⟨

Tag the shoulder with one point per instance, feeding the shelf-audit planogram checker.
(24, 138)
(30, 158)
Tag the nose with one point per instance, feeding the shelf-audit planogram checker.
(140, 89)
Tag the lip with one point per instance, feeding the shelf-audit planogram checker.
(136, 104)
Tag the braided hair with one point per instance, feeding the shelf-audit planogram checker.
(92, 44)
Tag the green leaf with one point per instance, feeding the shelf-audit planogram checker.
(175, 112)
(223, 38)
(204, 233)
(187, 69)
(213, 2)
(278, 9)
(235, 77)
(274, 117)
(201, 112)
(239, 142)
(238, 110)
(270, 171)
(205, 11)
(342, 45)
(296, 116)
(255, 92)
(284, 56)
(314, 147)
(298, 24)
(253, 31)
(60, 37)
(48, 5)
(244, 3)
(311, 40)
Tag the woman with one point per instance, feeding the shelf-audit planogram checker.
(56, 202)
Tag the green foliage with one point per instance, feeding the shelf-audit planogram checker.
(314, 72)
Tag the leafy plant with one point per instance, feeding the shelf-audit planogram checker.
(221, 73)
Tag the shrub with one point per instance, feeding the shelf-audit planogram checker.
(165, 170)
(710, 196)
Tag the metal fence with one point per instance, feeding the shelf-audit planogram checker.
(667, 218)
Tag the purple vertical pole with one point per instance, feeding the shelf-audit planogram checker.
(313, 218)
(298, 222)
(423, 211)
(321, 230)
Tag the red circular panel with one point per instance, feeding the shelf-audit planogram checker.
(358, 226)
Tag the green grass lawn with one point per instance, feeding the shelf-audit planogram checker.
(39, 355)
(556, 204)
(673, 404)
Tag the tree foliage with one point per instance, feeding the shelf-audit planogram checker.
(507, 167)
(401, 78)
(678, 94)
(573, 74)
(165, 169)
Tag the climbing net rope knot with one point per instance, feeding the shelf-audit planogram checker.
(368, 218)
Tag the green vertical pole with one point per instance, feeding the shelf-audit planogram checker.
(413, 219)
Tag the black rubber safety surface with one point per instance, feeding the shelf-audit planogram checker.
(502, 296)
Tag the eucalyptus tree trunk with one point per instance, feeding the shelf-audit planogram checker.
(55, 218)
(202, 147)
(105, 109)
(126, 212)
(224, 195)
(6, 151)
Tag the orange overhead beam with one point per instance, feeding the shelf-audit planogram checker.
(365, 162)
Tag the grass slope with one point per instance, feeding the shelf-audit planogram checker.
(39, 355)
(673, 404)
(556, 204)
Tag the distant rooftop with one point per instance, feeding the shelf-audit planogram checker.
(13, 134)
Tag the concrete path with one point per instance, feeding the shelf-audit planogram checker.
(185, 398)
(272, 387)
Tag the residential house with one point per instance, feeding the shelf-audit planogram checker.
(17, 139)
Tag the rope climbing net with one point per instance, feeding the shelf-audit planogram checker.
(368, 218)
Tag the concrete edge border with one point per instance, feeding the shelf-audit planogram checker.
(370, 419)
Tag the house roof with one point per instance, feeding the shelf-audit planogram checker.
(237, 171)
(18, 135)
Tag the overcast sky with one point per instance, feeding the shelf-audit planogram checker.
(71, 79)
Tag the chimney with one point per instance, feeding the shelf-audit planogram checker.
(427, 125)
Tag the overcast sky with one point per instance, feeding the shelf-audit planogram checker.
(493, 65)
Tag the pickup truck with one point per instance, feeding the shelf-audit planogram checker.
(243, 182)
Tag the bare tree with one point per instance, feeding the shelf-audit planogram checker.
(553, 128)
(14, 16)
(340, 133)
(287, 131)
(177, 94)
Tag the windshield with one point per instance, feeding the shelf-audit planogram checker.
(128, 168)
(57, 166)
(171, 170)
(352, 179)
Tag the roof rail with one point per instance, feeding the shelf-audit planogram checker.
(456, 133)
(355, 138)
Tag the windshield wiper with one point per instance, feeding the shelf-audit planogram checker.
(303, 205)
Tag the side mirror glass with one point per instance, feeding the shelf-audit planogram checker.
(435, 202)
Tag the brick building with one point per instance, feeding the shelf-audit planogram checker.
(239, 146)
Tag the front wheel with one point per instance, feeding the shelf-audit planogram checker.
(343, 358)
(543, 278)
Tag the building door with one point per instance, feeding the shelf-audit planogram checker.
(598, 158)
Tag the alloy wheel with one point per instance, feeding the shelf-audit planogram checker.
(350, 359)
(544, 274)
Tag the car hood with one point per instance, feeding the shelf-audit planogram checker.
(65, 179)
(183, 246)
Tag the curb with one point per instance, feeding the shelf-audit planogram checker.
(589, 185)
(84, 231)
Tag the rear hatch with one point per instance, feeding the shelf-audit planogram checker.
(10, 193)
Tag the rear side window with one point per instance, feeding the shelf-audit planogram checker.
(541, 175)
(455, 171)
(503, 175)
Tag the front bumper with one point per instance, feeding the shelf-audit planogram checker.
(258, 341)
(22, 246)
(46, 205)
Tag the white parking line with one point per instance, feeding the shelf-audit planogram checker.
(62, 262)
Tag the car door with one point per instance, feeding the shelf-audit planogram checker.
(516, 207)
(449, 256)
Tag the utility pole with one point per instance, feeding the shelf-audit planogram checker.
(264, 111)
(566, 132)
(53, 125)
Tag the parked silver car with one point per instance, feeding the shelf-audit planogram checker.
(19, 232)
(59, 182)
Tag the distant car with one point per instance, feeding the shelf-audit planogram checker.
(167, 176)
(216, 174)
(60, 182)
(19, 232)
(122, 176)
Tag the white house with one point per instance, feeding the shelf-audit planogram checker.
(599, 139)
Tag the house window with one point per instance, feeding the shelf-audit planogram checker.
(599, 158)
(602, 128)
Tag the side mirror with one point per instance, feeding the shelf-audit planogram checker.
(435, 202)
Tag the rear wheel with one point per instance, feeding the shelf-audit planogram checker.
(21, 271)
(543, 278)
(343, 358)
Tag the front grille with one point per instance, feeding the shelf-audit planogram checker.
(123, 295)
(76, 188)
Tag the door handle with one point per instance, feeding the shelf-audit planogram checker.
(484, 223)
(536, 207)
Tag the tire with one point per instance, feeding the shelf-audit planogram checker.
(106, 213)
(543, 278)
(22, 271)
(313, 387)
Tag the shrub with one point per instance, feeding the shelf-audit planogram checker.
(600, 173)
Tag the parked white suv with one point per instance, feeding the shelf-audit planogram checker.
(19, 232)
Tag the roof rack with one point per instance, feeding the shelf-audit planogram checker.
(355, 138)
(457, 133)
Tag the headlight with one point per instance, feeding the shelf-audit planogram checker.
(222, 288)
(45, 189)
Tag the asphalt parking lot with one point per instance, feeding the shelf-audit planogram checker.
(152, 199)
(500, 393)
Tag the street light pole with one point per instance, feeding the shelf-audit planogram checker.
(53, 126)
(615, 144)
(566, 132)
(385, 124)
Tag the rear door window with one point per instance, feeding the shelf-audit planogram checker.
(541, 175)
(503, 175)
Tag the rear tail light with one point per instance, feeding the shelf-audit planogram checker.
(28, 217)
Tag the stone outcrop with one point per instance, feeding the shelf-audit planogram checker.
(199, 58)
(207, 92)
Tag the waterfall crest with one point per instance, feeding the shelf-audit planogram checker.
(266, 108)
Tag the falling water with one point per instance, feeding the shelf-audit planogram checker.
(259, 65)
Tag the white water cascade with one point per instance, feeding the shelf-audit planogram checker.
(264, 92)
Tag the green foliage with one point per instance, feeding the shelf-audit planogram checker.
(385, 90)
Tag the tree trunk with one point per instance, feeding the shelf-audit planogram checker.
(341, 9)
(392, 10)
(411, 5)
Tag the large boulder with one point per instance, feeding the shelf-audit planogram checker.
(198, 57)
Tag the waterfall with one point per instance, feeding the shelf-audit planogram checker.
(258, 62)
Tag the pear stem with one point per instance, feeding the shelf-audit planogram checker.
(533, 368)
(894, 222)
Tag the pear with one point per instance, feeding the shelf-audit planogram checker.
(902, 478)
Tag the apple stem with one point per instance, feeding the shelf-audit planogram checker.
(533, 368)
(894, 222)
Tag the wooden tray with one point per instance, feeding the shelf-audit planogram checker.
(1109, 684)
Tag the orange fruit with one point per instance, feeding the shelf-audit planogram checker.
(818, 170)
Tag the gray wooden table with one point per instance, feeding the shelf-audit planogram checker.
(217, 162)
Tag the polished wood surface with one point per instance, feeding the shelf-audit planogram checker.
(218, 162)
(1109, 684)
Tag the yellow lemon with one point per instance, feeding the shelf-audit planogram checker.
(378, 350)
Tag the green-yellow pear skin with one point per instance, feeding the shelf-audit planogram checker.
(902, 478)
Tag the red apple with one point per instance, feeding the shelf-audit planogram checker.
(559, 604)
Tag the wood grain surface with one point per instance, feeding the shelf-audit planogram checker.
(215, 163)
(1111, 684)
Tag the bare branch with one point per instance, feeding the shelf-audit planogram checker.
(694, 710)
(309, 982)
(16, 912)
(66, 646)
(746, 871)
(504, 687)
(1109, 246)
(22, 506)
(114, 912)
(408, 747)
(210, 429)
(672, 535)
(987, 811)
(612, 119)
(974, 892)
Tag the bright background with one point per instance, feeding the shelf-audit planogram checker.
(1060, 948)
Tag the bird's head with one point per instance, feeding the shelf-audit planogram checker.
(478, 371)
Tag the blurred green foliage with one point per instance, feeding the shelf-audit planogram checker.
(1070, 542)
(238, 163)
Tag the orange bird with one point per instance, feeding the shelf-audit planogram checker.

⟩

Copy exactly the line containing "Tag the green-yellow" and every line after it, ending with the last line of the records above.

Tag the green-yellow pear skin with one point per instance, feeding the shelf-audit planogram checker.
(902, 478)
Tag the red apple with one point per instance, feeding the shelf-audit planogram checker.
(559, 604)
Tag the wood grain surface with one point per instance, feeding the shelf-audit planogram checker.
(215, 163)
(1111, 684)
Tag the bare branch with one point per instance, feeding the shelf-audit planogram checker.
(694, 710)
(309, 982)
(16, 912)
(66, 646)
(746, 871)
(504, 687)
(1109, 246)
(22, 506)
(114, 912)
(408, 747)
(210, 429)
(672, 535)
(987, 811)
(612, 119)
(974, 892)
Tag the bright background with one point per instance, feeding the shelf-audit planogram checker.
(1060, 948)
Tag the bird's head with one point per instance, feeding the shelf-audit planogram checker.
(478, 371)
Tag the blurred green foliage with one point per instance, feeding the shelf-audit planogram checker.
(1070, 542)
(238, 163)
Tag the orange bird with one point per instance, feeding the shelf-audit planogram checker.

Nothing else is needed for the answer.